## Quoted passage
A stretcher went past with an old Afghan woman lying on it, smiling.

‘Where's she been wounded?' someone asked.

‘In the heart,' the nurse answered.

I went to Afghanistan full of enthusiasm. I thought I could do something useful out there. I expected to be needed by the people. Now all I remember is how the little girl ran away from me, trembling, how frightened she was of me. It's something I'll never forget.

I never dreamt about the war while I was there. Now I'm scared to go to sleep at night. I keep chasing that little girl with her olive eyes and her dangling arm …

‘Do you think I ought to see the shrink?' I asked some of the lads.

‘What for?'

‘About being afraid to go to sleep.'

‘We're all afraid to go to sleep.'

I don't want you to think we were supermen, with cigarettes clenched between our teeth, opening cans of bully beef over the bodies of the enemy and carelessly eating water-melons after battle. That image is utter rubbish. We were ordinary boys and
any other boys could have taken our place. When I hear people accusing us of ‘killing people over there' I could smash their faces in. If you weren't there and didn't live through it you can't know what it was like and you have no right to judge us. The only exception was Sakharov. I would have listened to him.

No one can understand that war. We were left to sort the whole thing out on our own. Now we're expected to feel guilty and justify ourselves. To whom? may I ask. We were sent by our leaders and we trusted in them.
Don't confuse those who sent us with those who were sent.
A friend of mine, Major Sasha Krivets, was killed. Go and tell his mother, or his wife, or his children, that he's guilty. ‘You're in good condition,' the doctor told me. How can we be in good condition after what we've been through?

The idea of the Motherland seemed completely different over there. We didn't even use the term, we called it the ‘Union' instead. ‘Say hello to the Union,' we'd tell the boys going home.

We assumed there was something big and strong behind us which would always be there to defend us. Once, I remember, we'd returned to barracks after a battle, with many dead and wounded, and in the evening we switched on TV, just to relax and find out what was going on back home. A huge new factory was being built in Siberia; the Queen of Britain had given a luncheon for some VIP; a gang of teenagers had raped two schoolgirls in Voronezh, out of boredom. Some prince had been killed in Africa … We realised we weren't important and that life at home was going on as usual. Suddenly Sasha Kuchinski exploded. ‘Turn it off!' he shouted. ‘Or I'll blow the thing to bits!'

After battle you make a report by walkie-talkie: ‘6 three zero zeroes and and 4 zero twenty-ones,' or whatever. ‘Three zero zero' is the code for ‘wounded'; ‘zero twenty-one' means ‘fatality'. You look at a dead soldier and think of his mother. I know her son's dead, you think, and she doesn't — yet. Could she sense it? It was even worse if someone fell into the river or a ravine and the body wasn't found. The mother would be told he was ‘missing'.

## Raw data

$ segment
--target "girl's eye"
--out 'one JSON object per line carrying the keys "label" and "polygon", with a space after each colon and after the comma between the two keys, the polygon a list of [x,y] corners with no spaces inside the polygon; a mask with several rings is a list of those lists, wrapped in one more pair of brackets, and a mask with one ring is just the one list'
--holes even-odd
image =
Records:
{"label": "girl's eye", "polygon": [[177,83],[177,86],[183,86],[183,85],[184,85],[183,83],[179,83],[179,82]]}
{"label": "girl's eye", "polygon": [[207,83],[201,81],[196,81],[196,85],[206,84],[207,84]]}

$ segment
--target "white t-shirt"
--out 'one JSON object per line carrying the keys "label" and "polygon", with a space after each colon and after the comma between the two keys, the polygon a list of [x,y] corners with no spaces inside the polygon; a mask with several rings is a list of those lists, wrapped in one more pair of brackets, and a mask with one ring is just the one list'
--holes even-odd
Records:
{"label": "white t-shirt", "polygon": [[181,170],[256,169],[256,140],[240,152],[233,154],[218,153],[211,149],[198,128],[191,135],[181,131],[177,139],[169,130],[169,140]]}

* * *

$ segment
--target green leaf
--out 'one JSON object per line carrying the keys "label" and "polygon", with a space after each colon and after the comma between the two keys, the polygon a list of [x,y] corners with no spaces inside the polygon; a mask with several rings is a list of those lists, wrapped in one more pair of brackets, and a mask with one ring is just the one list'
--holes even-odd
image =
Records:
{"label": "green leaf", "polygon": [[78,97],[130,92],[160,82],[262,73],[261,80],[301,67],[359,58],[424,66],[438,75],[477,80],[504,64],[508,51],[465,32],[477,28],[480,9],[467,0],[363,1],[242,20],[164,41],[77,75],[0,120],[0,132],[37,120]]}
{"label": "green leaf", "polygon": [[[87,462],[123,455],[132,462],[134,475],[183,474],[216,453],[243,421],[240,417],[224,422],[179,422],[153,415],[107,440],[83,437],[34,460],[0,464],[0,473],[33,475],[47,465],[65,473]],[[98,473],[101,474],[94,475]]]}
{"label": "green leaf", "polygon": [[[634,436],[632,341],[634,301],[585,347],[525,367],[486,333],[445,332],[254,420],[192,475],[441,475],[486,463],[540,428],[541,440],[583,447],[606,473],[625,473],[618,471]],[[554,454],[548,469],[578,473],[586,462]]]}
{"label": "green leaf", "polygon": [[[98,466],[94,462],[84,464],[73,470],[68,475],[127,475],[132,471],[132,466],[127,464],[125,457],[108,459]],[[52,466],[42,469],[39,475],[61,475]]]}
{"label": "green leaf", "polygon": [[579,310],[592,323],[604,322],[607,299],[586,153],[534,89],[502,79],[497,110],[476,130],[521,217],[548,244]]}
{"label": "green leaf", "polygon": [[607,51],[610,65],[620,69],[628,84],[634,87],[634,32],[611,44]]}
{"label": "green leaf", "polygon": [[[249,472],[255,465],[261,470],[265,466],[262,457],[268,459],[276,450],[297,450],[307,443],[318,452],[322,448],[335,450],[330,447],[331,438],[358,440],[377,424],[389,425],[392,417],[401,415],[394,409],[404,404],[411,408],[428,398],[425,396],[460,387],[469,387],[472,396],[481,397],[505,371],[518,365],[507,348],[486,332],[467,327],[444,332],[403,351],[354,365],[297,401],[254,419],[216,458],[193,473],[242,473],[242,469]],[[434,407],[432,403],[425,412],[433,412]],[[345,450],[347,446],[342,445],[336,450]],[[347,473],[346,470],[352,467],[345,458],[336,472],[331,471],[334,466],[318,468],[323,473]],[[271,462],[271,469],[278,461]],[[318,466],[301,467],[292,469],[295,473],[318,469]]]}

## Work to do
Write out, without alteration, the part of the Afghanistan war account that begins with the words "I went to Afghanistan" and ends with the words "of the lads.".

## The solution
I went to Afghanistan full of enthusiasm. I thought I could do something useful out there. I expected to be needed by the people. Now all I remember is how the little girl ran away from me, trembling, how frightened she was of me. It's something I'll never forget.

I never dreamt about the war while I was there. Now I'm scared to go to sleep at night. I keep chasing that little girl with her olive eyes and her dangling arm …

‘Do you think I ought to see the shrink?' I asked some of the lads.